*Article:*
■ ■ ■ ■ ■

Page Number References cont.
----------------------------

  Florian: target-counter(), when it doesn't refer to pages, I don't
           see any reason why it wouldn't be useful on the Web.
  Florian: Can do "See Figure 17", nothing wrong with having that on
           the Web.
  Florian: Until you care about pages, might not do page counter
           references, though.
  TabAtkins: Mark it at-risk
  ojan: What if we had two specs. "here's generated content as it is
        in browsers today" and "here's generated content for
        pagination"
  * fantasai thinks we're arguing over this wayyyy more time than
             we're spending on the technical work

  plinss: If you say never gonna implement this, I think you're
          going to be wrong. Can't tell your business interests 5
          years from now.
  plinss: But also, you're not the only browser.
  esprehn: If you have something doing layout totally different, e.g.
           mathml
  esprehn: We're not going to spec that, you can't do that.
  esprehn: I think making the string thing, take the text content
           value of a node, it's a cycle in algorithm, violates
           fundamental constraints of how the system work.
  Florian: I agree with that, and that's why I want this discussed
           here so that we spec it in a way that doesn't violate
           fundamental constraints.
  [repetition of existing points]

  fantasai: Also Elliot I think you're missing the point,
            target-counter() can be used for other things than page
            numbers.
  esprehn: We're not going to ever add more features to counters.
  esprehn: We want people to write JS for counters.
  plinss: CSS doesn't define what's implemented in C++.
  esprehn: HTML had a sorting algorithm, was never implemented, and
           it was removed, and people can implement it in JS.
  tantek: That was also before incubation and stuff.

  <leaverou> esprehn: Do you realize that there are tons of CSS
             authors that do not *know* JS?
  <leaverou> esprehn: you are complicating the web platform for
             authors with this kind of thinking.

■ ■ ■ ■ ■

Stored items:
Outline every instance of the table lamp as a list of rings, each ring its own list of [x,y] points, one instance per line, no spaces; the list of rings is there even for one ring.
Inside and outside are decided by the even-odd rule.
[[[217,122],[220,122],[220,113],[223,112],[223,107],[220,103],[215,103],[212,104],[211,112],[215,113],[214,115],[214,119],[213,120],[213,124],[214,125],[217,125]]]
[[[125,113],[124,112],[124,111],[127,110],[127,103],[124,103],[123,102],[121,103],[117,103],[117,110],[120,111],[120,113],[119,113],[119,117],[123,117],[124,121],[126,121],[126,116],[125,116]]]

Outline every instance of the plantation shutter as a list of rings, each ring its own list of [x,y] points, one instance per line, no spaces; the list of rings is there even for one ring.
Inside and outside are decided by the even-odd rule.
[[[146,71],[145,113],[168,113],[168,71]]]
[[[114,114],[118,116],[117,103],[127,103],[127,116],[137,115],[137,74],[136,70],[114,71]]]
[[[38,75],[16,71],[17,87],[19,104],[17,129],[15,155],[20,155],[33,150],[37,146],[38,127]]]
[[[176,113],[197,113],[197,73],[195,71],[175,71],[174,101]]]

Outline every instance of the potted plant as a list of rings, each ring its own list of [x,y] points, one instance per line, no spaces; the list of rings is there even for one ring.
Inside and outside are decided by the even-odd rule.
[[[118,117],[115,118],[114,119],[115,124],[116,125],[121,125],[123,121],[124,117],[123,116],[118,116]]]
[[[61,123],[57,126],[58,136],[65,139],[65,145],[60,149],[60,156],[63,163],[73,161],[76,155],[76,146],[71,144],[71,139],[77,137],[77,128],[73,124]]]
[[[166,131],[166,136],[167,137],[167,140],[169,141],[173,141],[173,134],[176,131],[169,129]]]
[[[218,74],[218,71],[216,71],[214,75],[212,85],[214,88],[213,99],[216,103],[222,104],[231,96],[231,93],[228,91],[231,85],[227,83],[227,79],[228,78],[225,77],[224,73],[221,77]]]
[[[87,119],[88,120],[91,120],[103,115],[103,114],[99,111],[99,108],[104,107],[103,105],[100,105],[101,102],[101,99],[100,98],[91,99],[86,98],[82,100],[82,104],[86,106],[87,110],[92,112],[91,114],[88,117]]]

■ ■ ■ ■ ■

*Task instructions:*
[a] In the meeting minutes, what example does Florian give of something target-counter() can do on the Web?
[b] Do these statements agree with the meeting minutes? (i) TabAtkins suggests marking it at-risk. (ii) esprehn says they want people to write JS for counters. (iii) fantasai thinks too little time is going into the argument compared with the technical work.

*Per-task outputs:*
[a] "See Figure 17"

[b]
(i) Yes: "Mark it at-risk"
(ii) Yes: "We want people to write JS for counters."
(iii) No: "we're arguing over this wayyyy more time than we're spending on the technical work"